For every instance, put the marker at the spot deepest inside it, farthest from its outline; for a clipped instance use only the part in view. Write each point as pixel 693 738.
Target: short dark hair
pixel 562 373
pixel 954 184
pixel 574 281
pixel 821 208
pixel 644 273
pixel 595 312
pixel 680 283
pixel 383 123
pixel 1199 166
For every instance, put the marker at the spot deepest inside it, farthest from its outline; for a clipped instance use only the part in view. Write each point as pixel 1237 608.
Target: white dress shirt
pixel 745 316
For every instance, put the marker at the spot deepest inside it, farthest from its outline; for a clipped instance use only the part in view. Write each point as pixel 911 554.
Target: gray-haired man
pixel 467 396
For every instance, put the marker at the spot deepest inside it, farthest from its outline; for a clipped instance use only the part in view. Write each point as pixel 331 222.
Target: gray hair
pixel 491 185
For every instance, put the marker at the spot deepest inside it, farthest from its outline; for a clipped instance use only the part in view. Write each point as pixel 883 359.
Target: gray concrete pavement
════════════════════
_GIVEN PROBLEM:_ Rewrite the records above as a numbered list, from the first line up to and including the line with "pixel 745 316", and leave out any blank lines.

_SOLUTION FOR THIS PROBLEM:_
1. For every instance, put the marker at the spot deepest inside it, farthest from its outline; for a clipped instance use only the part in view. Write each point as pixel 693 738.
2. Target: short dark hair
3. pixel 562 373
4. pixel 954 184
5. pixel 574 281
6. pixel 821 208
7. pixel 644 273
8. pixel 595 312
9. pixel 680 283
10. pixel 383 123
11. pixel 1199 166
12. For every instance, put the marker at the spot deepest inside it, farthest from its outline; for a clipped instance use only the part in view. Write each point as pixel 1237 608.
13. Target: white dress shirt
14. pixel 745 316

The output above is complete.